● **Problem A**
In the passage about George Santos, whose dealings is the House Ethics Committee probe examining?
● **Problem B**
Pick up the George Santos article after its last sentence and keep writing.

● **Text section**
--- Begin ---
On his way to a seat in Congress, George Santos made a whirlwind journey through New York political circles that left anger and disappointment among fellow Republicans in his wake.
Santos, who found himself in the spotlight after winning a congressional race last year and subsequently being exposed as a serial fabulist who lied about his life and career on the campaign trail, is now facing multiple investigations and a pile of criminal charges related to his personal finances and campaign operation. As TPM first reported on Tuesday, a House Ethics Committee probe that is focused on Santos amid calls for his expulsion, is looking into his dealings with another New York candidate, far-right House hopeful Tina Forte. According to Forte’s former campaign manager, Santos steered the first-time congressional candidate to a consulting firm that earned a six-figure sum from her campaign without disclosing the fact that he was involved in the company. Other Republican candidates in New York had a similar experience with Santos and were left feeling burned.
--- End ---
● **Excerpted data**
--- Begin ---
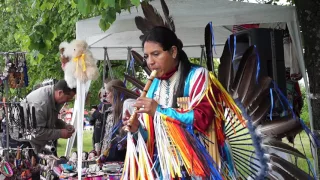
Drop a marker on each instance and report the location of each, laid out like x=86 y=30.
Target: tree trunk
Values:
x=309 y=16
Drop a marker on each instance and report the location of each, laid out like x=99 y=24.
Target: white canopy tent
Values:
x=190 y=17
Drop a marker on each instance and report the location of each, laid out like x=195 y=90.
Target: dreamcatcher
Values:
x=247 y=134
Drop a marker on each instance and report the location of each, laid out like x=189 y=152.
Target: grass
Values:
x=87 y=143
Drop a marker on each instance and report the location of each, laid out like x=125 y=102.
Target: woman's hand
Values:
x=131 y=126
x=146 y=105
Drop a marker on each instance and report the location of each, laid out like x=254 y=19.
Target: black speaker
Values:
x=269 y=44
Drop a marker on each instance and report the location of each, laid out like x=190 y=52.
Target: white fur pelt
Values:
x=77 y=51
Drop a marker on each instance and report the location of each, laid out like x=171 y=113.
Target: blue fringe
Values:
x=256 y=142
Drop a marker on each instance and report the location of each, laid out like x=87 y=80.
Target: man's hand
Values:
x=65 y=134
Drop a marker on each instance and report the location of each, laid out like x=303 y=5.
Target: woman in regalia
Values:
x=178 y=90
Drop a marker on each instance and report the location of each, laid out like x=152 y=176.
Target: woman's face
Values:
x=158 y=59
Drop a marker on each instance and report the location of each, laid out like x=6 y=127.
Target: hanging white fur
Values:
x=81 y=64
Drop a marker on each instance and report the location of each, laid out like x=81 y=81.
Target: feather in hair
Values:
x=280 y=127
x=151 y=14
x=208 y=43
x=169 y=20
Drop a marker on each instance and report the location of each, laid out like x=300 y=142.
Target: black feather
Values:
--- End ---
● **Written response A**
It is examining his dealings with Tina Forte, a far-right House hopeful from New York.

● **Written response B**
The Daily Beast and New York Times both have reported on Santos’ wild run through the New York City GOP. TPM dug into the mess and found further details of how it all played out including surreal Zoom calls where Santos allegedly pretended not to know his business associates. Santos’ foray into the realm of political consulting left behind lingering resentments as he and his associates used what one source described as “sketchy” tactics to insinuate themselves into the campaigns of two other first-time GOP candidates in New York City. Multiple sources said Santos’ failure to disclose his relationship to the firms he recommended left behind hurt feelings and resentment as they racked up tens of thousands of dollars in fees.
One GOP state Senate candidate who says he fell victim to Santos told TPM that the experience left him feeling like Santos would “gladly step on other people to get ahead in life.”
Santos has consistently denied any wrongdoing as he has faced criminal prosecutions and growing scrutiny over his campaign operations. He did not respond to a request for comment on this story.
Stefano Forte was a 23-year-old first-time candidate for the New York state Senate in Queens when he worked with Santos last year. Forte, who is not related to Tina Forte, is one of three other Republicans in the five boroughs who said they unwittingly ended up doing business with Santos.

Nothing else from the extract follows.